- _EXERCISE AIM_: Copy the data from the line containing "of the sloped" through the end, swapping "lane tally" for "lane count" and leaving everything else unchanged.

Excerpts of pointing data:
────────────────────────────────────────
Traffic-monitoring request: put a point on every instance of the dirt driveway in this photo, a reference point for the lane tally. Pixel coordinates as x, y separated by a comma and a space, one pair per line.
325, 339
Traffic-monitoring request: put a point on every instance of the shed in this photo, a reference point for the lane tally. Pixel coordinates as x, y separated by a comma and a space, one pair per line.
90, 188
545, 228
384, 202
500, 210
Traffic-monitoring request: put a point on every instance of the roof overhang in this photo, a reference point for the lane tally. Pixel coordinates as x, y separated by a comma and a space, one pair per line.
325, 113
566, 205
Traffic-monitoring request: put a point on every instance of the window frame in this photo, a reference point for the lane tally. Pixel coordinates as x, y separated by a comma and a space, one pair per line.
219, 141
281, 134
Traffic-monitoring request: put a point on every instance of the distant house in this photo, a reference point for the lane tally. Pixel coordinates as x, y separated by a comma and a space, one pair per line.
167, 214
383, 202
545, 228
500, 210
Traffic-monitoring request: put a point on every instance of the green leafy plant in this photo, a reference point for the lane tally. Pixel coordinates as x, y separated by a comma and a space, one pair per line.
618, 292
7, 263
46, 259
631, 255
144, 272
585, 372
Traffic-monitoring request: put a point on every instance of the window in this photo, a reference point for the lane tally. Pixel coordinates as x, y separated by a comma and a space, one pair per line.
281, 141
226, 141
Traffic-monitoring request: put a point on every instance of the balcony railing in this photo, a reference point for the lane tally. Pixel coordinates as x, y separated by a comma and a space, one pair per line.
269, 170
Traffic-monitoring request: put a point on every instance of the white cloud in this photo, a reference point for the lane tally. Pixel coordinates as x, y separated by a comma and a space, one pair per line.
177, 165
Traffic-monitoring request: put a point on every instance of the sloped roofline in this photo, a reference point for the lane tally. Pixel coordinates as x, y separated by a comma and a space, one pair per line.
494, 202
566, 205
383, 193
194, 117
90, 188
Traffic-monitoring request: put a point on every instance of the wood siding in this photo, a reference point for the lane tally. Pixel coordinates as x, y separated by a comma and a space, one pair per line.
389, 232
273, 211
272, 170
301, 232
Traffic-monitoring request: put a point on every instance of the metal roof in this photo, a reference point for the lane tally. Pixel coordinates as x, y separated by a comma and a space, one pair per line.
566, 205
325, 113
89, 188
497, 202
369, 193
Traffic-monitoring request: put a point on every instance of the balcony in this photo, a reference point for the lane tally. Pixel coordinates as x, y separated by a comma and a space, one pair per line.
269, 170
────────────────────────────────────────
- _THE REPLY_:
Traffic-monitoring request: put a point on every instance of the sloped roofline in this photo, a reference point for the lane count. Pixel coordinates as x, y separated by a comma and a space, one pair per line.
494, 202
566, 205
383, 193
194, 117
90, 188
Traffic-monitoring request: put a point on every instance of the wood siding in this photo, a reference point for the lane count. Pixel coordinates as x, y separated by a comma and a space, one pair per line.
389, 232
273, 211
272, 170
301, 232
Traffic-monitoring request: put a point on every instance of the metal roof in this photo, a reference point for the lane count. Pixel coordinates as x, y separated by a comma and a space, one pair per line.
566, 205
325, 113
89, 188
497, 202
369, 193
Traffic-monitoring request: put a point on every instance of the balcony in this photo, a reference point for the lane count. Pixel coordinates as x, y separated by a comma and a space, one pair per line.
269, 170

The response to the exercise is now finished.